Task to complete -
Swap "noun phrase" for "short description" everywhere in the records below, and give the records again with every other word left unchanged.

Extracted entries -

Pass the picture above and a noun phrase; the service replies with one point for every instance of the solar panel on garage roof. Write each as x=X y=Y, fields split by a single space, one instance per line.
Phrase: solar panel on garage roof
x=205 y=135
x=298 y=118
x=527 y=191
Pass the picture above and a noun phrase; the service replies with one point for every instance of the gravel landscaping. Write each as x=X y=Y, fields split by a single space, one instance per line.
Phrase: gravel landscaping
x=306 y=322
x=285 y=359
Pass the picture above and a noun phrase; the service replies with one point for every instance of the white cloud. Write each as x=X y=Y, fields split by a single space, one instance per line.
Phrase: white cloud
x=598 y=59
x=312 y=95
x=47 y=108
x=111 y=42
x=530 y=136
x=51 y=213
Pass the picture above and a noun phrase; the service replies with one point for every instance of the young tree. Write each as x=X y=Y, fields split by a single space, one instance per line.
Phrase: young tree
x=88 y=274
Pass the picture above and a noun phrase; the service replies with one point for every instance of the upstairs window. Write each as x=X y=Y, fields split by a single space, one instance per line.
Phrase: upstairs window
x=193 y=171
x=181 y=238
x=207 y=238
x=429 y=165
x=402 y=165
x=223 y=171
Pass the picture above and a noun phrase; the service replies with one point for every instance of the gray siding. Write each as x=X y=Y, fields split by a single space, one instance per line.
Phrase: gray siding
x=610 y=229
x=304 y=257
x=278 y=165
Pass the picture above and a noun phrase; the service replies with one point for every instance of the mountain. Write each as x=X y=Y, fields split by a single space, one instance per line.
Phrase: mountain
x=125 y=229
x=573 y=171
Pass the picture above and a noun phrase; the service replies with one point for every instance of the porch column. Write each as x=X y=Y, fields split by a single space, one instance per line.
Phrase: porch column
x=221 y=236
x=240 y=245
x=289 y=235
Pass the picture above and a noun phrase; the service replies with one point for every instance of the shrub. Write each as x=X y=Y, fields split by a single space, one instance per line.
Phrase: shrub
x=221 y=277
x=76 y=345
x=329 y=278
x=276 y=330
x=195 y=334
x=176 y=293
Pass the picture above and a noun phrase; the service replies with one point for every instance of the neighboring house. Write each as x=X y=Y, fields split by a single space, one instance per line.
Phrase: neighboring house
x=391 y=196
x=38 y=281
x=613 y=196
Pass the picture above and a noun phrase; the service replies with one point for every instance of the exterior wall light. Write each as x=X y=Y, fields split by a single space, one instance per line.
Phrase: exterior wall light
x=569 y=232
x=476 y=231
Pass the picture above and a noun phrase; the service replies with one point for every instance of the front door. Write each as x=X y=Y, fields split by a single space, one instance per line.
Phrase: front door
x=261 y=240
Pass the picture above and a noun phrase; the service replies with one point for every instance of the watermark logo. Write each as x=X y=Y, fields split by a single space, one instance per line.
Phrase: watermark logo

Written answer -
Pass the picture above and a short description; the service replies with one point for every instance of the solar panel on garage roof. Write each as x=X y=Y, fields split by a single space, one instance per line.
Phrase: solar panel on garage roof
x=205 y=135
x=298 y=118
x=527 y=191
Pass the picture above and a short description; the service replies with one point for every instance of the gravel landscaping. Write each as x=X y=Y, fields split by a single space, one instance per line.
Phrase: gravel landscaping
x=306 y=322
x=285 y=359
Pass the picture above and a short description; the service replies with one point for every instance of the white cloud. Write each as x=X y=Y, fields split by a single space, one instance per line.
Phrase: white cloud
x=598 y=59
x=312 y=95
x=47 y=108
x=111 y=42
x=530 y=136
x=51 y=213
Pass the picture above and a short description; the service replies with one point for every instance of the young tree. Write each as x=X y=Y, fields split by a single space, one instance per line.
Phrase: young tree
x=88 y=274
Pass the picture above and a short description; the service replies with one point for every instance of the upstairs window. Write each as x=X y=Y, fields split by a single space, one instance per line.
Phrase: upstairs window
x=193 y=171
x=181 y=238
x=207 y=238
x=429 y=165
x=402 y=165
x=223 y=171
Pass the picture above and a short description; the service replies with one point for every instance of the gray siding. Write each as x=X y=Y, fields split by a single space, one instance per line.
Phrase: gray siding
x=610 y=229
x=304 y=257
x=278 y=165
Pass the picture above and a short description; the service replies with one point for every instance of the mountain. Write each as x=X y=Y, fields split by a single space, one instance per line.
Phrase: mountain
x=125 y=229
x=573 y=171
Pass the picture above and a short description; the service replies with one point for every instance of the porch column. Write each as x=X y=Y, fields split by a single space, one instance per line.
Phrase: porch column
x=221 y=236
x=240 y=245
x=289 y=235
Pass the picture above and a short description; the service replies with one point for every instance of the shrub. Write each as x=X y=Y, fields split by a single space, one instance per line.
Phrase: shrub
x=221 y=277
x=76 y=345
x=329 y=278
x=276 y=330
x=195 y=334
x=176 y=293
Pass the picture above and a short description; the service replies with one point for every instance of the neighboring house. Write each as x=X y=Y, fields split by a single space, one instance per line.
Phrase: neighboring house
x=391 y=196
x=38 y=281
x=613 y=196
Pass the picture above and a short description; the service replies with one point for every instance of the exterior wall light. Write each as x=X y=Y, fields split by a single space, one instance per line.
Phrase: exterior wall light
x=569 y=232
x=476 y=231
Pass the picture above and a short description; the service replies with one point for every instance of the front door. Write each as x=X y=Y, fields split by a single space, one instance per line.
Phrase: front door
x=261 y=240
Pass the picture above and a short description; the service replies with one point for every instance of the watermark logo. Write each as x=X y=Y, fields split by a single space, one instance per line.
Phrase: watermark logo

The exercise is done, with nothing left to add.